Task to carry out -> List every line of the listing below that contains the word "white".

--- begin Data for this exercise ---

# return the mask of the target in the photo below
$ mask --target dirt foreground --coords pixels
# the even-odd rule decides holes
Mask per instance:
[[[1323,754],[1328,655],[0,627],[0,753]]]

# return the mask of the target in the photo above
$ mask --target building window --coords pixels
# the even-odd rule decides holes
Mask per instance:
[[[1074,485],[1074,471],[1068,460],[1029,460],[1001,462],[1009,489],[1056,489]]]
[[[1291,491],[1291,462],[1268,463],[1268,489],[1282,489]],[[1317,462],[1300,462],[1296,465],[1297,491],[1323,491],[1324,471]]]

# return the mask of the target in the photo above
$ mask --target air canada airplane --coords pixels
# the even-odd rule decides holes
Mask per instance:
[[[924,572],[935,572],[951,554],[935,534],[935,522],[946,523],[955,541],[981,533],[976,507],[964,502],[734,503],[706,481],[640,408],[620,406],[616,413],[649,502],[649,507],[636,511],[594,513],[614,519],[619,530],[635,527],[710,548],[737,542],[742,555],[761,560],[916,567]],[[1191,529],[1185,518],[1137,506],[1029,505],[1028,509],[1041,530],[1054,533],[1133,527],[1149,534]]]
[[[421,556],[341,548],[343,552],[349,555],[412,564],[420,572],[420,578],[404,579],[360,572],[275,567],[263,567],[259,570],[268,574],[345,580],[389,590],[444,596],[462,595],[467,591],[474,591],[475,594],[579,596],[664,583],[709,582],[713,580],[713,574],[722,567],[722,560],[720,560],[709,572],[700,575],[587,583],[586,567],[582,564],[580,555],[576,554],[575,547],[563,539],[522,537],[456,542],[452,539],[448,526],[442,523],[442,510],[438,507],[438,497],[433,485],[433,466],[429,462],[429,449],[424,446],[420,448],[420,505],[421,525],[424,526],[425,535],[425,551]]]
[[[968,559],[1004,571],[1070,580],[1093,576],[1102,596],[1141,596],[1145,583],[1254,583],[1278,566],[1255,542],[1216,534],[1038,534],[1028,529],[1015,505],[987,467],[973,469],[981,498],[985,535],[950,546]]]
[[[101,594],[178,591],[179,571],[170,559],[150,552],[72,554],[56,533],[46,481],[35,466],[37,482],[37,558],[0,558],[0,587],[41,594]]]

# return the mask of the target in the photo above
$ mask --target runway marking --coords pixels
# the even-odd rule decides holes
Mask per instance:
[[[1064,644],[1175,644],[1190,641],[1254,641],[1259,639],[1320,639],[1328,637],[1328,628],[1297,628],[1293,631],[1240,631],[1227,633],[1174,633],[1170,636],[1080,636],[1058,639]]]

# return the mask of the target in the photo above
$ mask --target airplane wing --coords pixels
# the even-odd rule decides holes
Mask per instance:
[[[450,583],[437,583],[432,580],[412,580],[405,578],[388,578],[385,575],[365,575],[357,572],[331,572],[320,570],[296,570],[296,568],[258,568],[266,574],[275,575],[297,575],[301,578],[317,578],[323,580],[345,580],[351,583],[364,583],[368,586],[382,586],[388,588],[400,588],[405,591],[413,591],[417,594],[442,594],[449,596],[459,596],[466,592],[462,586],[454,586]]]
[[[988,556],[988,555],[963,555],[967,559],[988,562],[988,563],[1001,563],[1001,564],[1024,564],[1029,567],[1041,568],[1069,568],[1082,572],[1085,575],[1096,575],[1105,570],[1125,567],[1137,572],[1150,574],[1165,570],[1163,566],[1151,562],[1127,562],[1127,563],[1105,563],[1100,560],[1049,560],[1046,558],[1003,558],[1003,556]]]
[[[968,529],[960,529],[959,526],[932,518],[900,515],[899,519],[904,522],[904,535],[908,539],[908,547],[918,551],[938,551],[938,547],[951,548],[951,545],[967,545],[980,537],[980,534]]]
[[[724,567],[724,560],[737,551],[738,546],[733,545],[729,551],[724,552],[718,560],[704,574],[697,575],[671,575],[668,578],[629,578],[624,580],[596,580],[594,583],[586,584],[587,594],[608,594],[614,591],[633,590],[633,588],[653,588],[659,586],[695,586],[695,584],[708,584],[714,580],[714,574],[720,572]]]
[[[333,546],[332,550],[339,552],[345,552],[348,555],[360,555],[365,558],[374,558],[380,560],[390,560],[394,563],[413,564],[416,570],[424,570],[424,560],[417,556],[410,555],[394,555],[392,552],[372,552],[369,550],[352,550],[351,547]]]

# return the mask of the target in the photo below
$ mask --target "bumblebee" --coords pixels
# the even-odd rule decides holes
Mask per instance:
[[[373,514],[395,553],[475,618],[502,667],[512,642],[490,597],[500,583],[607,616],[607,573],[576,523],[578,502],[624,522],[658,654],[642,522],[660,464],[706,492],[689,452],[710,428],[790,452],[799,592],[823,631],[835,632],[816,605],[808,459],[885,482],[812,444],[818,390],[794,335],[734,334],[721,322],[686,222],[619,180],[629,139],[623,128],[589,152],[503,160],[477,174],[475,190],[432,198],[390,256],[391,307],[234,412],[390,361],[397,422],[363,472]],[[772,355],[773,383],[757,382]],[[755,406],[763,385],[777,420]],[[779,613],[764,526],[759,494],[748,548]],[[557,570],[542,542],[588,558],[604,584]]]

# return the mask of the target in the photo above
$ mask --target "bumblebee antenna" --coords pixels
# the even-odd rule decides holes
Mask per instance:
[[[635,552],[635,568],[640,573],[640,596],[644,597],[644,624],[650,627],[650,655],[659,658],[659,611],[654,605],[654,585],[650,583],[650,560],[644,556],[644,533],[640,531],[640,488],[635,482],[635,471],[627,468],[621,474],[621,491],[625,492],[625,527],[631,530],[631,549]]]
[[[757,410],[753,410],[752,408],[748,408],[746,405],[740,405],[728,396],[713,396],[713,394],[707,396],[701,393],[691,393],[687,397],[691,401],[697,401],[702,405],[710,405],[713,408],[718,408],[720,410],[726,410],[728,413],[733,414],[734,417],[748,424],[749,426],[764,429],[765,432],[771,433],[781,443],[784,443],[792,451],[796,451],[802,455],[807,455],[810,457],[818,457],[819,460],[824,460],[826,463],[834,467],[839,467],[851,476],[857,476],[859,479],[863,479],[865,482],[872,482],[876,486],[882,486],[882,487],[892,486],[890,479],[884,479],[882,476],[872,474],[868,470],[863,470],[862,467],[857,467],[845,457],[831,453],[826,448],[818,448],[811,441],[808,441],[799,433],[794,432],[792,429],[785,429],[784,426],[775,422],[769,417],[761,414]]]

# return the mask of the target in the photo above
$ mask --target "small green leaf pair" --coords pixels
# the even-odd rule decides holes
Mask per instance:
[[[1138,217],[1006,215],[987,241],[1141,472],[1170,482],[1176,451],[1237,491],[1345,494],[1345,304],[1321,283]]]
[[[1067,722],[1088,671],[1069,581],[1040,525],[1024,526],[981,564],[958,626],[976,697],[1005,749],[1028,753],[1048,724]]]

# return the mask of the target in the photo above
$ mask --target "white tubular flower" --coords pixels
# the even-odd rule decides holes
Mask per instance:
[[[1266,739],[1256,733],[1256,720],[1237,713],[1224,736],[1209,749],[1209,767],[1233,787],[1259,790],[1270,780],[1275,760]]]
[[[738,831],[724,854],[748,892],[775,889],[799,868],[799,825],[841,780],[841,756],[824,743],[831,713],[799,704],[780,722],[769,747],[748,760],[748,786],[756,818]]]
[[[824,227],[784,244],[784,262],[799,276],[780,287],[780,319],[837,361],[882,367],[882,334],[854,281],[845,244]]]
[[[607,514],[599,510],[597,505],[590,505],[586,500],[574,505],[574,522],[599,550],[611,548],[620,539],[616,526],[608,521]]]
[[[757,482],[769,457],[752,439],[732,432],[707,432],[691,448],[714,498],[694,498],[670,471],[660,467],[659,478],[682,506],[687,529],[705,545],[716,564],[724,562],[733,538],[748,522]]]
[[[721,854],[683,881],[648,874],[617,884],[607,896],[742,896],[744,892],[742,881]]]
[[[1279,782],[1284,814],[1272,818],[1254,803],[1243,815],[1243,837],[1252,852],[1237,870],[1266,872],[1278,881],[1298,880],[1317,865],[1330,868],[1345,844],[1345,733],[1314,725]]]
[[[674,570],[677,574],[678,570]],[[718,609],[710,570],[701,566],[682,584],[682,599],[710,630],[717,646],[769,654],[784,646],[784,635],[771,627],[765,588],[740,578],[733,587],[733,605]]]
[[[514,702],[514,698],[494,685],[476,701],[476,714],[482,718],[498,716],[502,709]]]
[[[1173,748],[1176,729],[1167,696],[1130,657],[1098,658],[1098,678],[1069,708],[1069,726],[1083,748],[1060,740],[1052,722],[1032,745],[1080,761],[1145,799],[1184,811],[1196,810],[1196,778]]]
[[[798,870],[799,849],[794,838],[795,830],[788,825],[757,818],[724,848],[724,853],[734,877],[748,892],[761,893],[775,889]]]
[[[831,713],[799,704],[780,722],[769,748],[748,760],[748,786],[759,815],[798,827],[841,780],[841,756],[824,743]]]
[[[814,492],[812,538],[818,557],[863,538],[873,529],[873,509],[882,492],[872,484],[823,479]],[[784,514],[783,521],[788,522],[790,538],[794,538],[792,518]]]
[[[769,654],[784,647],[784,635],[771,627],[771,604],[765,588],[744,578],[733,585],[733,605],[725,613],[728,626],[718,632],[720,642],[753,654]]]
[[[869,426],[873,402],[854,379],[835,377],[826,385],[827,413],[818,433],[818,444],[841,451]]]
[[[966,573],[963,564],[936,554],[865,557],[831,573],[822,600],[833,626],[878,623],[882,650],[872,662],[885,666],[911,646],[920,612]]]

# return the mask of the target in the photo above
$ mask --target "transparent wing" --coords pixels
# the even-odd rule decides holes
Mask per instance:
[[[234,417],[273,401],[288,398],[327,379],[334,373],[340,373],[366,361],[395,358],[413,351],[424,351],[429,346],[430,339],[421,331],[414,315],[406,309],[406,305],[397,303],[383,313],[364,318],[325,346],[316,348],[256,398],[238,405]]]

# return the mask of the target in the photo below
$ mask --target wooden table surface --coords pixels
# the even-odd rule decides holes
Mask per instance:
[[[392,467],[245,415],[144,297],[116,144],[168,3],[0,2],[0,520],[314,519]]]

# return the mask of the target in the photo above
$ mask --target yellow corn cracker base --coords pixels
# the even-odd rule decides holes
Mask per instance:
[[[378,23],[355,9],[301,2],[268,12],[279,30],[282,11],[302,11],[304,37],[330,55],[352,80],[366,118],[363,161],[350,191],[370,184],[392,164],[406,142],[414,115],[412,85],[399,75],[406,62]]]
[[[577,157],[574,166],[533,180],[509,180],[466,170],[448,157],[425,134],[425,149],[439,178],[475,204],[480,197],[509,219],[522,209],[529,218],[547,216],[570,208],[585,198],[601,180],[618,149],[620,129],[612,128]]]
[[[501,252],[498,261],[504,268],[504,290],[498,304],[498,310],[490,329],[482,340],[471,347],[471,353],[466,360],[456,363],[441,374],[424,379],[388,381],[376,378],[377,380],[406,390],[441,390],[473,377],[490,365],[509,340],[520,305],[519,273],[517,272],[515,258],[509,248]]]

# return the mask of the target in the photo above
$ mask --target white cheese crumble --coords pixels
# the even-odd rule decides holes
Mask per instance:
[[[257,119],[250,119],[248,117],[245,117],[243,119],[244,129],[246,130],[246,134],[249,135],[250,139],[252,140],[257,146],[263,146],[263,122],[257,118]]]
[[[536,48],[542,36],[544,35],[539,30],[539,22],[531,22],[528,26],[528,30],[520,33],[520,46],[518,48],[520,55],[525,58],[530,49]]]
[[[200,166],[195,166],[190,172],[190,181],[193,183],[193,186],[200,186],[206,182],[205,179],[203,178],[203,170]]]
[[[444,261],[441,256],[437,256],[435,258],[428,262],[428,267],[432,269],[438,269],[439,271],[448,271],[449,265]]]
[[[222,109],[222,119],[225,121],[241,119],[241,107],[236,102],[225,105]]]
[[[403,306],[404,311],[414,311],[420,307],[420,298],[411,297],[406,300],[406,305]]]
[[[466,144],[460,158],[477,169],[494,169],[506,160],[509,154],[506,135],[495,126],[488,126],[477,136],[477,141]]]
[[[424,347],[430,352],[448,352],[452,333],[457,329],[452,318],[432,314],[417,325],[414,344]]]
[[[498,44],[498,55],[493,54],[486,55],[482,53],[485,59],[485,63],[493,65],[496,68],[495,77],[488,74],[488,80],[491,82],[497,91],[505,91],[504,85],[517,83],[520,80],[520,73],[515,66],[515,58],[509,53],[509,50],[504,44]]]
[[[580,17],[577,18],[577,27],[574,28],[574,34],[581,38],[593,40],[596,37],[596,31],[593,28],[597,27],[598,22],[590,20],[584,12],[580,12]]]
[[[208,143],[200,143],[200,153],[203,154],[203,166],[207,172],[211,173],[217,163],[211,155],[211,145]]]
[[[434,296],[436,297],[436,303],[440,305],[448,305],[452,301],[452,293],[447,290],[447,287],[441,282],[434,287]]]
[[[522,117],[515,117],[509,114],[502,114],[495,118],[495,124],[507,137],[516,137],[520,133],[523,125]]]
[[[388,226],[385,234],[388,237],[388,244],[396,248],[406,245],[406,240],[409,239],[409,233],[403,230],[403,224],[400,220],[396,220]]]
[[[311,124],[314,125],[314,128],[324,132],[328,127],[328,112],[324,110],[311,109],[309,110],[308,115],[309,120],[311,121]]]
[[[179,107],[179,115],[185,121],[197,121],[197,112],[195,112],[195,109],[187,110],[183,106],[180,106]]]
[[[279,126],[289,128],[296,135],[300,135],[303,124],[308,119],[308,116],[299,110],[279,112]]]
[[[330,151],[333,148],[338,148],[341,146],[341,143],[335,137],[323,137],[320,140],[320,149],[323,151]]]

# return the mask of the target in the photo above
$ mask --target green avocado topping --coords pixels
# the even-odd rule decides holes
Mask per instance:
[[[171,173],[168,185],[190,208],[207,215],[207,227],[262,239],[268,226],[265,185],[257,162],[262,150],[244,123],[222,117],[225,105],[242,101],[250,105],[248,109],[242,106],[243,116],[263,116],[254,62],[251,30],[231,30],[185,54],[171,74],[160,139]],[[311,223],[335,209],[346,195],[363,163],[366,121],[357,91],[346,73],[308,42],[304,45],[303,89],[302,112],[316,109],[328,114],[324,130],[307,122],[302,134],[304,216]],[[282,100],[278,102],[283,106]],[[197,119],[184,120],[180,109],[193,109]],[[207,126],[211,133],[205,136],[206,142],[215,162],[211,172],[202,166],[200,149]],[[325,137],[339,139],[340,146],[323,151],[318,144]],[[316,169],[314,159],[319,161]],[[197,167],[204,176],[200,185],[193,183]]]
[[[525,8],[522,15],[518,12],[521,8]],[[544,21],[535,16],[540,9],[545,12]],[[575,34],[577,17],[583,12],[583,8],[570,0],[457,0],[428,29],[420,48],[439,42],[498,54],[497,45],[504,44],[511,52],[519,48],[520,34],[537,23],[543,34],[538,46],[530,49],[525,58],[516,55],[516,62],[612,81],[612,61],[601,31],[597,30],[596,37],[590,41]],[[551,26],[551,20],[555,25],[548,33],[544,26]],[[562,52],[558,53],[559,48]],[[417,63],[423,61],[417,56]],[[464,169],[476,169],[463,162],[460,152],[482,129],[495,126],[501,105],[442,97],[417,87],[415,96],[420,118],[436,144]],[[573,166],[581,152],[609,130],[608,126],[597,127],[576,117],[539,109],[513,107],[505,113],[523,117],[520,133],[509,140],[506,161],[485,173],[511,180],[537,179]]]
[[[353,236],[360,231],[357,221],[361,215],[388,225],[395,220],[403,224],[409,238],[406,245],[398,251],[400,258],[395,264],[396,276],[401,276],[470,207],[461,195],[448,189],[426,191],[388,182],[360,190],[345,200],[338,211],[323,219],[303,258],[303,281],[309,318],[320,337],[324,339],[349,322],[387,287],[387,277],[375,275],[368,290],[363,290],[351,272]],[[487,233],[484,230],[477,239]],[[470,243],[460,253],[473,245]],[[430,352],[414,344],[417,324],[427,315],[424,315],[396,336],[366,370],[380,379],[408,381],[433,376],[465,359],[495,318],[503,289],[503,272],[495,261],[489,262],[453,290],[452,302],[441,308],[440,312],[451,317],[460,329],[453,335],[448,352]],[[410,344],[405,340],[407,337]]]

--- end Data for this exercise ---

Full solution ->
$ mask --target "white tubular flower" --coords pixels
$ mask --target white cheese crumble --coords pixels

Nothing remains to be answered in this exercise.